Information provided |
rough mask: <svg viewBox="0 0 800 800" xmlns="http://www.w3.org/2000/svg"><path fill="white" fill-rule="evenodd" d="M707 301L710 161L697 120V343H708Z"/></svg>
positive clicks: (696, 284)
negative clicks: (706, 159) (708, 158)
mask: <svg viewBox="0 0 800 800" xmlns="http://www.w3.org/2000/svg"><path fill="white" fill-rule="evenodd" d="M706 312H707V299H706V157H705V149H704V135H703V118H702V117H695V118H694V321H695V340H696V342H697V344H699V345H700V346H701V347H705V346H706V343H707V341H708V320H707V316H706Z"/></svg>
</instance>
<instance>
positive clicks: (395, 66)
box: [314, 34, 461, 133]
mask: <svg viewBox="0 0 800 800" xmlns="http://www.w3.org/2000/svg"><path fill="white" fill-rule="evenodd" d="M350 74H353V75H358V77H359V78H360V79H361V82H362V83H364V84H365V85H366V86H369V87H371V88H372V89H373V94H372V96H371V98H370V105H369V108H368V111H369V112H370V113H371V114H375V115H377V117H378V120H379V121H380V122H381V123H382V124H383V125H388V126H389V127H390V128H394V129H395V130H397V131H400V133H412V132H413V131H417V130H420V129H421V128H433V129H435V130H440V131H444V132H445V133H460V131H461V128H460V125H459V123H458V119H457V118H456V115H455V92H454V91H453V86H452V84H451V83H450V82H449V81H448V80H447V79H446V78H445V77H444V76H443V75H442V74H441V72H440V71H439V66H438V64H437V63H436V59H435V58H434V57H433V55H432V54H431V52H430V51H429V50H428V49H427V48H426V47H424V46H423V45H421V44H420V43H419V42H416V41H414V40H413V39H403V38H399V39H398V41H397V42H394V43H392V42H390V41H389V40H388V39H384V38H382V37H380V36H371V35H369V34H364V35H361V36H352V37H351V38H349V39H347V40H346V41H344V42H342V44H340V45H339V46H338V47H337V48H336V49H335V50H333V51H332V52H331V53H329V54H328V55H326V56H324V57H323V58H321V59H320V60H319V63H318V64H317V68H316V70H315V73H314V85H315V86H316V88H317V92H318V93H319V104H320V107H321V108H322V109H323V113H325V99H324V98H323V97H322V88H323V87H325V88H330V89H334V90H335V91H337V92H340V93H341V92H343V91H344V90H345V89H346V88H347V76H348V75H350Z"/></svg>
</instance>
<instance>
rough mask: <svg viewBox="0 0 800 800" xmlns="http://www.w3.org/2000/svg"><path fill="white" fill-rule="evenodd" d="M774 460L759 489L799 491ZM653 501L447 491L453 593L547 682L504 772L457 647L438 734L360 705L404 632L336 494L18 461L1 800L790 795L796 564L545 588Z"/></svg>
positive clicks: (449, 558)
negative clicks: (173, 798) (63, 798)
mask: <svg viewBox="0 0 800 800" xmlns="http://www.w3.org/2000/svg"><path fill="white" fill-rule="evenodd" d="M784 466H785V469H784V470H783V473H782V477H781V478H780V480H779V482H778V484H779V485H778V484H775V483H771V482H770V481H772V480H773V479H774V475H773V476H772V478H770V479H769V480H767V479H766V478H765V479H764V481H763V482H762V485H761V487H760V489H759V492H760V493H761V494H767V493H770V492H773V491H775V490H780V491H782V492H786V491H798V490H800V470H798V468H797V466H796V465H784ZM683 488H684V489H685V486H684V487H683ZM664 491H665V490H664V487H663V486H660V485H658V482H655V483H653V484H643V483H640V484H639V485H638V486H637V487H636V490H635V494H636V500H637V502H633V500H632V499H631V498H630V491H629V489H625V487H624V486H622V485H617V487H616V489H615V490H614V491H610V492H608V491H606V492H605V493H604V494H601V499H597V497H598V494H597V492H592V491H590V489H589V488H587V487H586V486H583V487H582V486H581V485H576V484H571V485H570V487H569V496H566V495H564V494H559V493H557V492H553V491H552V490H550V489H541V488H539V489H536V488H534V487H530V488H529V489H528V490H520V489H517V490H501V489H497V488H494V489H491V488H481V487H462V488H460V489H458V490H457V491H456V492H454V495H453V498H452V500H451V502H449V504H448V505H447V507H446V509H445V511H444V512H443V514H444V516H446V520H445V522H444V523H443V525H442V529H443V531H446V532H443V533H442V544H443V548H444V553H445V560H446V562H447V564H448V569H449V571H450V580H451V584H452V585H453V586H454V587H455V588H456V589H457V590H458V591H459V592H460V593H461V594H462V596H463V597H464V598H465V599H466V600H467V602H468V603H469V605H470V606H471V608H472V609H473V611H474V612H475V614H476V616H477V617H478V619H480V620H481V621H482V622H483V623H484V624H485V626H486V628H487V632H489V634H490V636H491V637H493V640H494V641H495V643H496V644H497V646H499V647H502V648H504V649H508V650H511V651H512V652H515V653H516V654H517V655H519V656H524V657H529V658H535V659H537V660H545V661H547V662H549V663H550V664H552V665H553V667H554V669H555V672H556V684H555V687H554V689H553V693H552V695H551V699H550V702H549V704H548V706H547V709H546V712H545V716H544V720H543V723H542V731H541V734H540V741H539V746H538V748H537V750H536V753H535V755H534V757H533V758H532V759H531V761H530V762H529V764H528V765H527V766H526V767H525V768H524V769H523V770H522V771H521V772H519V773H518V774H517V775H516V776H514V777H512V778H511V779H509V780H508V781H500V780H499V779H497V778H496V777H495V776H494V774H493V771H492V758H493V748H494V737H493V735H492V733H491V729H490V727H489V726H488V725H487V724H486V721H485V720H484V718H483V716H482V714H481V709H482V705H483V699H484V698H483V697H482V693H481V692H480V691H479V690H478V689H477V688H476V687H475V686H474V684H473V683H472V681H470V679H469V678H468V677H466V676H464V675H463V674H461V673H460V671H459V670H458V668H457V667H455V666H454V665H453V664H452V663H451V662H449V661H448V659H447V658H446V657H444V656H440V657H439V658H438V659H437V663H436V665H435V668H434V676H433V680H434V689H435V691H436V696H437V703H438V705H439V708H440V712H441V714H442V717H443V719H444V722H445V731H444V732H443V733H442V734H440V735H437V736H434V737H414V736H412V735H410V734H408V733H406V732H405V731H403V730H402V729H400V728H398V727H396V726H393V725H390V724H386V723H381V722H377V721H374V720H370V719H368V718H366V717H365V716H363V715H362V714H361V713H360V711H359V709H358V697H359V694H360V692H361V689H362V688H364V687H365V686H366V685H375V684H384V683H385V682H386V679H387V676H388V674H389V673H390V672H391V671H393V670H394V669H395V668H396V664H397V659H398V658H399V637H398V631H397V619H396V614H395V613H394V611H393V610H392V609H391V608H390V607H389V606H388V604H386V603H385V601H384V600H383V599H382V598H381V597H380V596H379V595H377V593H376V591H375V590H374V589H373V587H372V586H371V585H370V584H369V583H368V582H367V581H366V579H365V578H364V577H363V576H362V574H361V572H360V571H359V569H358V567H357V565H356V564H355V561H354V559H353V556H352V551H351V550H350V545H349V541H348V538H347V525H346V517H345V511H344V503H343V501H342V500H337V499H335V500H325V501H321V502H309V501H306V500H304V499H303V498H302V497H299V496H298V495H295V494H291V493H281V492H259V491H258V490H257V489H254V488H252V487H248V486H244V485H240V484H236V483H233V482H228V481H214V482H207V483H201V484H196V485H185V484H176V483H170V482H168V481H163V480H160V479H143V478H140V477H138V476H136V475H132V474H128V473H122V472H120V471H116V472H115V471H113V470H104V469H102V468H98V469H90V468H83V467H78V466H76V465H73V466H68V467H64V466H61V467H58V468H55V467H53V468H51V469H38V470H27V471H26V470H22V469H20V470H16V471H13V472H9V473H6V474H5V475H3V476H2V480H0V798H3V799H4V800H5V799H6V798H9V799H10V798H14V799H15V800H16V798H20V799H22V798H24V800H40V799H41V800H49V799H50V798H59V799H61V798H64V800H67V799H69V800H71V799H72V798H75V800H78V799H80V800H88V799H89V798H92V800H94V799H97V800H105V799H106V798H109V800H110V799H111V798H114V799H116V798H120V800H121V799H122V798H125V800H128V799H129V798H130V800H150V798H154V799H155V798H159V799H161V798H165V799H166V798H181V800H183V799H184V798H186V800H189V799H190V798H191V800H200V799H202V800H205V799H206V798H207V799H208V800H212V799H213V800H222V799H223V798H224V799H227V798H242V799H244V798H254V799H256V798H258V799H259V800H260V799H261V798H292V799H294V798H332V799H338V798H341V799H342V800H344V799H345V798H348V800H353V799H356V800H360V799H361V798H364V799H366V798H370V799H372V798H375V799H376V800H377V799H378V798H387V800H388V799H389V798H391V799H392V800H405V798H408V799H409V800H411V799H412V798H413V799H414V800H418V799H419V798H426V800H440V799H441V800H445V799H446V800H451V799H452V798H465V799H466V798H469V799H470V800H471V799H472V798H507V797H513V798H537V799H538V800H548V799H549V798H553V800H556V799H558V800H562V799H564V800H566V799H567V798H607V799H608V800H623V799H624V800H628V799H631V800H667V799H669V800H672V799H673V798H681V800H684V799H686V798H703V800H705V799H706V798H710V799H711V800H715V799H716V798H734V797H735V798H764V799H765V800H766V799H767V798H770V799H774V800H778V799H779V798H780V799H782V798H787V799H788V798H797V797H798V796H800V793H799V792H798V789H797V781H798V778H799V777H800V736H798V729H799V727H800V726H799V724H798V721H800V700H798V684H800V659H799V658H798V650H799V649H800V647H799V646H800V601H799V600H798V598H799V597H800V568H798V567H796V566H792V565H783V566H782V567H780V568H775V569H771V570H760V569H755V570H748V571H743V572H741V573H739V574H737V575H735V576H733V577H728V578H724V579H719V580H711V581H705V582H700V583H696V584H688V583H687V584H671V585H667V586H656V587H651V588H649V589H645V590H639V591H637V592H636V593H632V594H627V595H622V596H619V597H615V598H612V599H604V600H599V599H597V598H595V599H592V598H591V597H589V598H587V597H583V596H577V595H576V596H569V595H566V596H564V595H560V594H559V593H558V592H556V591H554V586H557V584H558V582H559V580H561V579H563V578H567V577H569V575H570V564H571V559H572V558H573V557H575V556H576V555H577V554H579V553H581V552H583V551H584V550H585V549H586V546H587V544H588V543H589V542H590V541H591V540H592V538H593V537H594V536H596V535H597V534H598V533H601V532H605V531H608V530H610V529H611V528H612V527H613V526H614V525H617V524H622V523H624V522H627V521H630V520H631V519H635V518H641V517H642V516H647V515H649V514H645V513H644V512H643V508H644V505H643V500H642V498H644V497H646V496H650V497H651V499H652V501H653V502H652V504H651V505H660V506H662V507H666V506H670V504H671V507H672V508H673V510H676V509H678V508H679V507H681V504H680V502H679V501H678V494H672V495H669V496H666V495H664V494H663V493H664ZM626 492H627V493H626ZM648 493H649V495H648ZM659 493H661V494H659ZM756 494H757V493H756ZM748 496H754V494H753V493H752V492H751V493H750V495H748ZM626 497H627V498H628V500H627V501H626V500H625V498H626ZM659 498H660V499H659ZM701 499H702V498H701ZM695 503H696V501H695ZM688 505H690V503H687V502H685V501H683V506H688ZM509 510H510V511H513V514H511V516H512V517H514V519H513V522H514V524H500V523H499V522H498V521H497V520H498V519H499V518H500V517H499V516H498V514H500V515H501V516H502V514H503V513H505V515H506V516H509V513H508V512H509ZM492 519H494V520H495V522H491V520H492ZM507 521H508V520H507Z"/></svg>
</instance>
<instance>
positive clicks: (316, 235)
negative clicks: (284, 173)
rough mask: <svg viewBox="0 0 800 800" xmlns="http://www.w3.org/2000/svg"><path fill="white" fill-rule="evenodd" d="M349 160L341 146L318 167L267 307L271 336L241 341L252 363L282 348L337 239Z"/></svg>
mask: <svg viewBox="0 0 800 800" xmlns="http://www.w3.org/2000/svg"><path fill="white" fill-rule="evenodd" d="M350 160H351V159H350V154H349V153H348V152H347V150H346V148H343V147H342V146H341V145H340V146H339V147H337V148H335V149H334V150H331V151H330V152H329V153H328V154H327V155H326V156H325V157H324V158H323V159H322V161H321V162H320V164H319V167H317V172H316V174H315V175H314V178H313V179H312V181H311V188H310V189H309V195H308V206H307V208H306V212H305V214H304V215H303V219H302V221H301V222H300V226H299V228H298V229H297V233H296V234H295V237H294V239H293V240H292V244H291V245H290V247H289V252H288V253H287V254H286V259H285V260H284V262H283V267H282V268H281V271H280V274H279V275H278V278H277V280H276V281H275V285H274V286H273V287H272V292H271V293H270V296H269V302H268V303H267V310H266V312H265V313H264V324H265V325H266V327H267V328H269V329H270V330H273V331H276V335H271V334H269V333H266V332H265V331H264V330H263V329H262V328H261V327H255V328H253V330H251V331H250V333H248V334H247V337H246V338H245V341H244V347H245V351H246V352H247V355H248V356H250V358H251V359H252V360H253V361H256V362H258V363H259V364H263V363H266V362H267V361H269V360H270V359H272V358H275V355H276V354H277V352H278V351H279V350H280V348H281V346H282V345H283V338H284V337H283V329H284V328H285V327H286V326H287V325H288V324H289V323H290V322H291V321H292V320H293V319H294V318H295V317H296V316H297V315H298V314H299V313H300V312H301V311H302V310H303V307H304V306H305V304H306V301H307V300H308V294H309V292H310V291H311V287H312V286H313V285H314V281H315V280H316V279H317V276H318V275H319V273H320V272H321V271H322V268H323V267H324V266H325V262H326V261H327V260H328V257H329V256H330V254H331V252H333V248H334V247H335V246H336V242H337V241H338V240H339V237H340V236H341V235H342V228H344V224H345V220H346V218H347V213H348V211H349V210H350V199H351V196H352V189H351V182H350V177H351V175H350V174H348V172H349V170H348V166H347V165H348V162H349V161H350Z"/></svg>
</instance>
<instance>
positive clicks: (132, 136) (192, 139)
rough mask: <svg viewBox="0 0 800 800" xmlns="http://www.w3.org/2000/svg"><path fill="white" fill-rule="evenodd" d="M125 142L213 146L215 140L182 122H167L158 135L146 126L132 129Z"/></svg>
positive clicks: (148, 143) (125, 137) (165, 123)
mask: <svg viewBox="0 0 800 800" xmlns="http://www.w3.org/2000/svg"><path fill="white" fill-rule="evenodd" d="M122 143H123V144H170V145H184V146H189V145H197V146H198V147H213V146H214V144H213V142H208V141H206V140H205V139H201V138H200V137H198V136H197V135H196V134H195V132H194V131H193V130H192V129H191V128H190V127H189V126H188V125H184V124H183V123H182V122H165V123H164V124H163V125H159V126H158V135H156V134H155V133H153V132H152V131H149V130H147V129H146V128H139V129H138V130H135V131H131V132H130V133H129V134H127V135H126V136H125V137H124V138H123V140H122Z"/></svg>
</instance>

Instructions to follow |
Give back exactly the lines that run from the line with "positive clicks: (148, 143)" through the close of the material, counting both ends, and nothing more.

Solution |
positive clicks: (148, 143) (125, 137) (165, 123)
mask: <svg viewBox="0 0 800 800" xmlns="http://www.w3.org/2000/svg"><path fill="white" fill-rule="evenodd" d="M122 143H123V144H170V145H184V146H189V145H197V146H198V147H213V146H214V144H213V142H208V141H206V140H205V139H201V138H200V137H198V136H197V135H196V134H195V132H194V131H193V130H192V129H191V128H190V127H189V126H188V125H184V124H183V123H182V122H165V123H164V124H163V125H159V126H158V135H156V134H155V133H153V132H152V131H149V130H147V129H146V128H139V129H138V130H135V131H131V132H130V133H129V134H127V135H126V136H125V137H124V138H123V140H122Z"/></svg>
</instance>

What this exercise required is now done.